Document text ▸
Please pass this on to as many people as possible, as many are just not aware of the seriousness it can cause!

My own comments:

Now, I know that cellphones can indeed cause machine interference, but I haven't noticed any "NO PHONES ALLOWED" signs in any hospitals. And don't a lot of doctors use cellphones and pagers in and out of the hospital?

Also, is it true that minor surgery for a leg fracture requires that the patient be hooked up to a life support system? And even then, I think the girl would die from other complications besides its cellphone-induced failure. The horribly tragic death ("only child to a barren mother!") also strikes me as a dramatic contrivance.

And of course, I haven't seen any of this come up in the news. I imagine something like this would make a bit of a splash in the headlines, wouldn't it?

I'm no doctor myself, of course, so I'd love to hear Doc Ira's or Doc batang uliran's professional opinion on this. I've checked the urban legends sites, and they don't have anything.

[This message has been edited by brownpau (edited 06-13-2000).]

Comments

  • I work in a hospital where there are signs everywhere discouraging the use of cell phones within the confines of the hospital.
    Major reason is because it interferes with the Baby Alarm installed in the facility which alerts all personells that a baby is stolen or abducted when the alarm has been set off.

Work instructions ▸ Reproduce verbatim the portion of the cellphone-in-hospitals post from "[This message has" to "of the hospital.".

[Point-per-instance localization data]
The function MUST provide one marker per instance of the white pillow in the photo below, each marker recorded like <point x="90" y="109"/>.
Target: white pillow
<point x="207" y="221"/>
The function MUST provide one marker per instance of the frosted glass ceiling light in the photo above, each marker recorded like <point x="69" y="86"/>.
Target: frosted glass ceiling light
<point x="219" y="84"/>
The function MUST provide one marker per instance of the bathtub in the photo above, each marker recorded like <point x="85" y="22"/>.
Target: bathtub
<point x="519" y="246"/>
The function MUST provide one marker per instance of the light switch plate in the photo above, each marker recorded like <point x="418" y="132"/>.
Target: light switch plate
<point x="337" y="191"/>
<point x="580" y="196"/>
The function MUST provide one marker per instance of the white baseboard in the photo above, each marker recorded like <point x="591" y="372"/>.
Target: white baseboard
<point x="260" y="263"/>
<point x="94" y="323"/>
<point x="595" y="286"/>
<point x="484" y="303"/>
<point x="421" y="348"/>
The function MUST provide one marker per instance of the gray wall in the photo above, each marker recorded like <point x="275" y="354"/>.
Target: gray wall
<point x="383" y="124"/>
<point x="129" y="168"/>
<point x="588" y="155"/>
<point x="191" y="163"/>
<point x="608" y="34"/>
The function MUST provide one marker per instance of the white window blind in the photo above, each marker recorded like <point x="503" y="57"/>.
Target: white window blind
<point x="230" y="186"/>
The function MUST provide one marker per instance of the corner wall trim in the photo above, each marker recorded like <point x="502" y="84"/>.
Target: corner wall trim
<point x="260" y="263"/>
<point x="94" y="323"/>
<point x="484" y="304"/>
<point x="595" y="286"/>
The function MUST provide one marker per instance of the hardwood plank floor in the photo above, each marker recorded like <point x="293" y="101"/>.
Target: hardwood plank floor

Solution for this problem ▸
[This message has been edited by brownpau (edited 06-13-2000).]

Comments

  • I work in a hospital where there are signs everywhere discouraging the use of cell phones within the confines of the hospital.